What this task involves: Count the lines in the listing below that contain the string "sign", matching case exactly, and reply with that number alone.

Extracted information:
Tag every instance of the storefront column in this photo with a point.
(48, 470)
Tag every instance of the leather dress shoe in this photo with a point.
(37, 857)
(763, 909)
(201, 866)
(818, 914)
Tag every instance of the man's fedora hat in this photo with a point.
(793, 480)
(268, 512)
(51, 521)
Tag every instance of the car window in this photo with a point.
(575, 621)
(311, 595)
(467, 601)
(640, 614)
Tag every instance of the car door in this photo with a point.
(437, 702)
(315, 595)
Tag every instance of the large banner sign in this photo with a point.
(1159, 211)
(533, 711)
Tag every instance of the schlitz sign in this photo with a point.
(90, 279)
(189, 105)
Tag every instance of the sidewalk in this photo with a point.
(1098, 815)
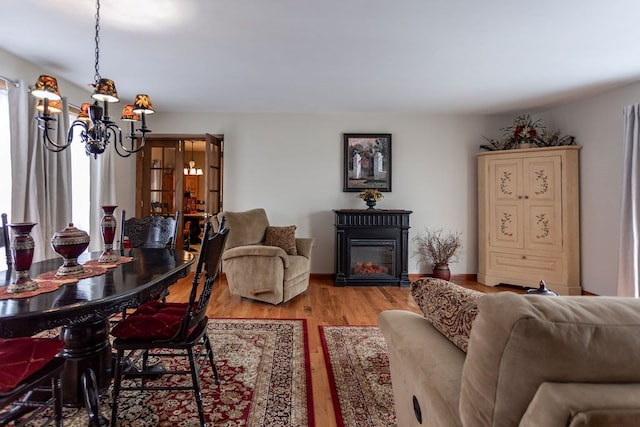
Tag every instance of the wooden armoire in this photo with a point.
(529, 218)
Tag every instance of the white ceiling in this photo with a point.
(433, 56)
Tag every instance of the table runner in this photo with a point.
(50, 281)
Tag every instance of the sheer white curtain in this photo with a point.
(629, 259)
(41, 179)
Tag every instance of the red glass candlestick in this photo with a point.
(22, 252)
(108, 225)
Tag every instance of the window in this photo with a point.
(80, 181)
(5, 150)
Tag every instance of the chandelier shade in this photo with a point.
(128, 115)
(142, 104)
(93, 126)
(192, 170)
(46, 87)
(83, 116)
==
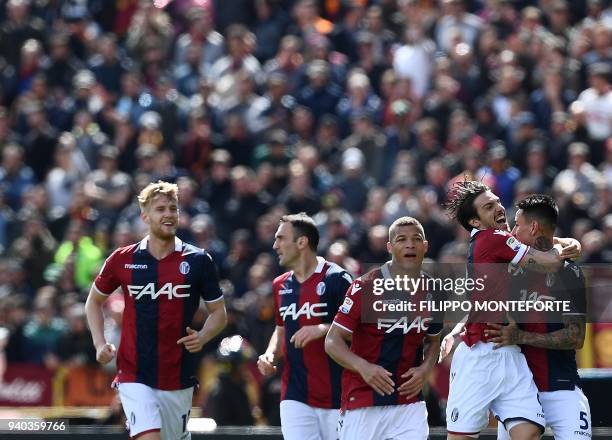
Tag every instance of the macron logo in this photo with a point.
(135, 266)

The response: 2